#### WHAT YOU HAVE TO DO:
Write a continuation of the article on Riverview, the Minnesota dairy company, picking up after its final sentence.

#### TEXT SECTION:

· · · ·

Stevens County, Minn. — Minnesota’s largest milk producer makes more than moo juice.
Since its founding in 1976, Riverview has grown steadily, becoming a leader in Minnesota’s dairy sector and developing a reputation for innovation. “Riverview sets the standard for the industry,” says AURI scientist Al Doering, who has worked with the company on several projects.
Today, Riverview LLP milks 30,000 cows at five sites in Stevens and Swift counties. The company also operates anaerobic manure digesters at its three Stevens County dairies. The digesters convert manure into renewable electricity, livestock bedding and fertilizer.
Other Riverview enterprises include cropping operations in Minnesota and Nebraska, calf operations in Minnesota, two heifer feedlots in South Dakota, and a bull feedlot in Nebraska. The company also markets Easy Rake, a patented forage tool invented at Riverview Dairy and manufactured by a Stevens County machine shop.
There’s a strong culture of innovation and entrepreneurship at Riverview, says Adam Zeltwanger, Riverview business developer. “Our focus is on people, our most valuable asset. We believe if you have good people doing what they love to do, innovation will follow. Our motto is ‘Providing a culture of opportunity for passionate people and innovative ideas.’ ”
Expanding and diversifying
Riverview traces its roots to 1939, when Paul and Anna Fehr began farming near Morris. Their sons, Lloyd and Paul, Jr., continued to raise feed crops and beef cattle, incorporating as Riverview Farms in 1976.
In the 1980s and early 1990s, as the third generation of the Fehr family began returning to the farm, the family looked for new livestock opportunities. They built their first dairy facility in 1995, a 1,250-head barn and double-24 milking parlor.

· · · ·

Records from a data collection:
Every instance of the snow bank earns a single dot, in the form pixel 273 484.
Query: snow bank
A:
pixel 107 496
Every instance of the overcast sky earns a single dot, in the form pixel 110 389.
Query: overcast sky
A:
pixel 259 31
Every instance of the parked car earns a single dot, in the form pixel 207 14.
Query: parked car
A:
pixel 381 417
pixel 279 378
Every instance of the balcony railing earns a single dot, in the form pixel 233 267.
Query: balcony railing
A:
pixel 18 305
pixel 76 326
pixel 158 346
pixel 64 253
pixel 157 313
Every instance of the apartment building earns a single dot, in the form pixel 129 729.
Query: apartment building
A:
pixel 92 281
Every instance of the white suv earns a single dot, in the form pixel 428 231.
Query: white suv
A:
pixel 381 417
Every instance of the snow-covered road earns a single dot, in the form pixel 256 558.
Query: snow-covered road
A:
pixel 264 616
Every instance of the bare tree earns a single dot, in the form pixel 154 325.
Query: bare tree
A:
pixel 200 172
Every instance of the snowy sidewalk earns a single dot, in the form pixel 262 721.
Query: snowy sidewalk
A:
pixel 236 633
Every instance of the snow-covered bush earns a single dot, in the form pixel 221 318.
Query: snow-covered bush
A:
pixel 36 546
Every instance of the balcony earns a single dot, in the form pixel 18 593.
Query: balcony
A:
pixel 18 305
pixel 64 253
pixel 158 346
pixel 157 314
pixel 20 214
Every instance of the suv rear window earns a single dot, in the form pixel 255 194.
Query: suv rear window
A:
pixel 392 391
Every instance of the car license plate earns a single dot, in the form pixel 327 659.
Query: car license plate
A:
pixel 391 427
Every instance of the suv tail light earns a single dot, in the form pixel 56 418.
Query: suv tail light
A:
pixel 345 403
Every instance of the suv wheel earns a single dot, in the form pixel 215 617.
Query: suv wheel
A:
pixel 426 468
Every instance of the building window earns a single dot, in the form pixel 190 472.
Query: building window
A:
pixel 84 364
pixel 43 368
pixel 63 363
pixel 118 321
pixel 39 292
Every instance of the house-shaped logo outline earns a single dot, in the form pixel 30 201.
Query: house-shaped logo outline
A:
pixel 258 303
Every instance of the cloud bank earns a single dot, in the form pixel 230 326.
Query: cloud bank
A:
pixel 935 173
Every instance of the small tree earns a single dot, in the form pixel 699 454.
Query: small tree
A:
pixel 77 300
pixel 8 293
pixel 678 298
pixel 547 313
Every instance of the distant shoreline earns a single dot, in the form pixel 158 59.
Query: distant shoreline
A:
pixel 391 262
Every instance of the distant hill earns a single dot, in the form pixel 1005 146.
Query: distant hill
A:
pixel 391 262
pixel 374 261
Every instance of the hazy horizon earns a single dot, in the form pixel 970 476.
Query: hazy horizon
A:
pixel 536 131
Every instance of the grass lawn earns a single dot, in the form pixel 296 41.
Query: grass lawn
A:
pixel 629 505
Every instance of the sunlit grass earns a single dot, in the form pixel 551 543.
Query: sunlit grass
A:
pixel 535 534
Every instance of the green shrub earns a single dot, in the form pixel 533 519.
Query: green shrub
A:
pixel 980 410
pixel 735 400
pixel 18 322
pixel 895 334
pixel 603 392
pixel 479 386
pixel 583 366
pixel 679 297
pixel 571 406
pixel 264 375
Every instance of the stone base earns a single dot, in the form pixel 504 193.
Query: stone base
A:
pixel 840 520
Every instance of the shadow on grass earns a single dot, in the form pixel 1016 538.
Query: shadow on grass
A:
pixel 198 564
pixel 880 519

· · · ·

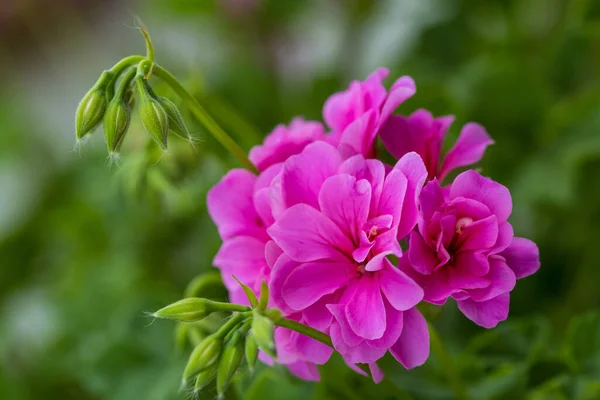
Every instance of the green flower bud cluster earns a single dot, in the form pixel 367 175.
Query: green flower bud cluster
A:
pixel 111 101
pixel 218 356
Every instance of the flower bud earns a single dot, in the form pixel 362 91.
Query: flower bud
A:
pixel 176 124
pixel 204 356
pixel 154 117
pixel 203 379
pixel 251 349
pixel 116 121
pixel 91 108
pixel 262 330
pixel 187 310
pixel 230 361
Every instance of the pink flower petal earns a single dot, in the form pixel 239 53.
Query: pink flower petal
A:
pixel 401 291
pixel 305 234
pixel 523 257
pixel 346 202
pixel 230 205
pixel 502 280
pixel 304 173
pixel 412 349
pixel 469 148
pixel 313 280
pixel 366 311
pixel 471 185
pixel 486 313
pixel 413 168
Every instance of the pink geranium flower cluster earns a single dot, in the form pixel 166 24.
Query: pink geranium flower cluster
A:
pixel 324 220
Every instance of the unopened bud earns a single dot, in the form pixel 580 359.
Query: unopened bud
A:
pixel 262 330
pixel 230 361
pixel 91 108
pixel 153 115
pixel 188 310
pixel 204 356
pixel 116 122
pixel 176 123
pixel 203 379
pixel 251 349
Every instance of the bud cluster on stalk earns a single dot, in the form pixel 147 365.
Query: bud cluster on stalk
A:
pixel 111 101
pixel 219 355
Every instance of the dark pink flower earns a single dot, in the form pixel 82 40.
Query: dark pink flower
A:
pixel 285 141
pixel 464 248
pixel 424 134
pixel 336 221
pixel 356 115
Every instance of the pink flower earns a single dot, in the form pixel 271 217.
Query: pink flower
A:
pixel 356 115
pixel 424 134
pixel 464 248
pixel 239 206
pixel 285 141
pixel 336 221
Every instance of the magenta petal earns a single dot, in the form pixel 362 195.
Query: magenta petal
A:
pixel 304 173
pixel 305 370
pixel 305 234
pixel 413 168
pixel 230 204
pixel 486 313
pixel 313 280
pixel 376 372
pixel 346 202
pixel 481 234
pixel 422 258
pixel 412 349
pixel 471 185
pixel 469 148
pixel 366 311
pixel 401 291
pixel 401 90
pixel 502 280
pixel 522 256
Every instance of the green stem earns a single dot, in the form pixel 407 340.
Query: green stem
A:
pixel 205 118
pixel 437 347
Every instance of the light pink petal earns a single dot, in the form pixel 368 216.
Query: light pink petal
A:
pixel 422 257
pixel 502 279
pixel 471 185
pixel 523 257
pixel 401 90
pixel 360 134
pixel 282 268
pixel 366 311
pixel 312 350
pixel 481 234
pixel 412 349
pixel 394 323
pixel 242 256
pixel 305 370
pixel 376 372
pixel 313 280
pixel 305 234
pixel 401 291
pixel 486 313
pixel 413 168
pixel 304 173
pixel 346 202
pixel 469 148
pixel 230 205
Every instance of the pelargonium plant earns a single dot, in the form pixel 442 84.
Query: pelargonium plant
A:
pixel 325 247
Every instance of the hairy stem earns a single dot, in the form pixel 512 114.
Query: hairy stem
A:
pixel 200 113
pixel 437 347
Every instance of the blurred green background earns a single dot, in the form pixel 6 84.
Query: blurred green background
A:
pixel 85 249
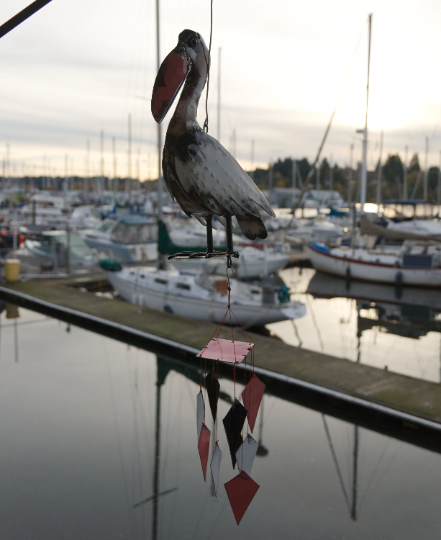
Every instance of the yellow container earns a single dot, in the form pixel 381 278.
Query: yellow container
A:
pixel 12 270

· · · ·

#### ANSWER SPACE:
At the time, Minnesota’s dairy industry was shrinking fast, losing ground to modern, efficient milking operations in California and other western states. But the family was convinced that Minnesota offers advantages for dairy production, including abundant feed and water, Zeltwanger says.
Over the next 15 years, the company expanded and diversified its livestock operations, building state-of-the-art milking facilities near Morris, DeGraff and Hancock, in west central Minnesota. Riverview’s high-tech milk production systems include carousel-style milking parlors, automated calf-feeding systems, free-stall barns and electronic identification tags, which allow each cow’s performance and health to be tracked and displayed using Bluetooth wireless technology.
All of the company’s milk is made into cheese at Valley Queen Cheese in Milbank, S.D. The Minnesota Department of Agriculture estimates that every 1,000 dairy cows generate more than $2.5 million in farm revenue.
The vertically integrated company also operates calf facilities at Hancock and Murdock and heifer feedlots at Frankfort S.D., and Clark, S.D. The company’s bull calves are finished at a 7,000-head feedlot at Atkinson, Neb.
The Riverview group now employs more than 400 people. To finance its growth, the Fehr family has offered investment opportunities to neighbors and employees. The privately-held company now has about 200 local shareholders. The dairies are also a boon to local farmers, Zeltwanger says. Riverview buys about 80 percent of its feed, mainly from area growers, and produces enough low-cost manure to fertilize more than 20,000 acres of corn ground a year.
Cow-powered electricity
But milk and manure aren’t the only products coming out of Riverview barns.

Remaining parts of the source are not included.